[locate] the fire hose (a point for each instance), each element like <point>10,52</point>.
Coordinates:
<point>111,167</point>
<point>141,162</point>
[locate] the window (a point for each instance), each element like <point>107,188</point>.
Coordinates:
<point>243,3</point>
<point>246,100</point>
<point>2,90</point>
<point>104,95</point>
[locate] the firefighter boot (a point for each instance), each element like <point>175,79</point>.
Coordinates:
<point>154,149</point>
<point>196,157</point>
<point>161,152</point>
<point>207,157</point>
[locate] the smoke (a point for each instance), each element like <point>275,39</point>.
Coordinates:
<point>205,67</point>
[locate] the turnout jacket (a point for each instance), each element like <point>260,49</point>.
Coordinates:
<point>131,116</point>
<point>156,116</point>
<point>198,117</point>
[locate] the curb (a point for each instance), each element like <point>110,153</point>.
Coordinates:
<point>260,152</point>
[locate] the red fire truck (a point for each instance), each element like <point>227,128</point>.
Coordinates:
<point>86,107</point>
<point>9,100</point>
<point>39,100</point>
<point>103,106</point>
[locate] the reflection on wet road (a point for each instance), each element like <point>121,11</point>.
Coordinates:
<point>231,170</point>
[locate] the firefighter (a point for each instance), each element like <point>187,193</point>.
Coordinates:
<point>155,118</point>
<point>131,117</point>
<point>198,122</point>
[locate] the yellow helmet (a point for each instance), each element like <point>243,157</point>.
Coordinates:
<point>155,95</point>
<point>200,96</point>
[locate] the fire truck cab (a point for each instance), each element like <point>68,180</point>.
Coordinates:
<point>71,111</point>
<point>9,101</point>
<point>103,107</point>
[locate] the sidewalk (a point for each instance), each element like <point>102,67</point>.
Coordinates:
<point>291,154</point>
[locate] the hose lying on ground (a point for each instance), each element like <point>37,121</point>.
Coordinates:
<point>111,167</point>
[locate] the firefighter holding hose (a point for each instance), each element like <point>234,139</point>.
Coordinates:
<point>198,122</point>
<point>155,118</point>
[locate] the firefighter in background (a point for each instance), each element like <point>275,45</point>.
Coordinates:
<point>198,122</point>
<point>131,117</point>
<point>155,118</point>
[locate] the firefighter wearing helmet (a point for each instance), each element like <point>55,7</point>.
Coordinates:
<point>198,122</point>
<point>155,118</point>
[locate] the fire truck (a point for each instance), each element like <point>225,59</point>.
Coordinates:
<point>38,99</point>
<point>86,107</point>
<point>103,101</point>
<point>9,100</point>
==============================
▶ Aim of the exercise: Begin with the first line of the listing above and write out each line exactly, ending with the line that contains "[locate] the firefighter boot".

▶ Task output:
[locate] the fire hose (a point for each instance), each element like <point>10,52</point>.
Coordinates:
<point>111,167</point>
<point>141,162</point>
[locate] the window (a point for each instance), each element like <point>107,188</point>.
Coordinates:
<point>243,3</point>
<point>246,100</point>
<point>2,90</point>
<point>104,95</point>
[locate] the firefighter boot (a point for each instance), each element like <point>175,79</point>.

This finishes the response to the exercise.